OBJECTIVES:
- A) For each statement below, say whether the best-practices page agrees with it, answering yes or no and quoting the deciding words: (i) lookup should be the default relationship because it is easier; (ii) master-detail is required when child records must inherit parent sharing; (iii) record types should be designed during UAT.
- B) Reproduce part of the best-practices page word for word. Begin at the words "Each best practice" and stop after "strategy in place.".

SELECTED EXCERPT:
Skip to content

Best Practices & Anti-Patterns

Each best practice is paired with the anti-pattern it prevents, connecting the design principle to the failure mode it guards against.

Data Architecture Decision Flow

End-to-end flowchart from new data requirement through object type selection, relationship type choice, LDV threshold check, archival policy definition, and ERD documentation.
Figure 1. Every new data requirement should follow this complete path: object type selection, relationship type decision, LDV threshold check, and archival policy definition, all before the ERD is finalized. Skipping the LDV check during design is how objects reach millions of records without an indexing or archival strategy in place.

Data Modeling Best Practices

Best Practices

1. Start with standard objects, justify custom

Always evaluate whether a standard object can serve the need before creating a custom object. Standard objects include features that take months to replicate. Document why you rejected the standard option.

2. Choose relationships deliberately

Never default to lookup because it is easier. Evaluate each relationship against the five criteria: child independence, roll-up needs, sharing inheritance, reparenting, and cascade delete. See Decision Guides for the full flowchart.

3. Design for sharing from the start

The relationship type determines the sharing model. If child records must inherit parent sharing, master-detail is required. Changing relationship types after data is populated is painful and sometimes impossible (lookup to MD requires no nulls).

4. Use External IDs on every migrated object

External IDs enable upserts, prevent duplicates during re-runs, and provide traceability back to the source system. There is no reason not to create them.

5. Plan record types before data exists

Adding record types after hundreds of thousands of records exist requires backfilling the RecordTypeId on every record. Design record types during the data model phase, not during UAT.

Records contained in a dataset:
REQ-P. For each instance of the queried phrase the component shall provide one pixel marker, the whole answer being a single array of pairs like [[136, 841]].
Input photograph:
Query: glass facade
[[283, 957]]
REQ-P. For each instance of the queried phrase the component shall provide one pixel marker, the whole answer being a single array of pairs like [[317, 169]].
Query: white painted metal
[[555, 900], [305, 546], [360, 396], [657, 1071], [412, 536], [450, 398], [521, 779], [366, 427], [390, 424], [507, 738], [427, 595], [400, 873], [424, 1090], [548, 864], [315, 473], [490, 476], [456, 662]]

ANSWER LIST:
- A)
(i) No: "Never default to lookup because it is easier."
(ii) Yes: "If child records must inherit parent sharing, master-detail is required."
(iii) No: "Design record types during the data model phase, not during UAT."

- B)
Each best practice is paired with the anti-pattern it prevents, connecting the design principle to the failure mode it guards against.

Data Architecture Decision Flow

End-to-end flowchart from new data requirement through object type selection, relationship type choice, LDV threshold check, archival policy definition, and ERD documentation.
Figure 1. Every new data requirement should follow this complete path: object type selection, relationship type decision, LDV threshold check, and archival policy definition, all before the ERD is finalized. Skipping the LDV check during design is how objects reach millions of records without an indexing or archival strategy in place.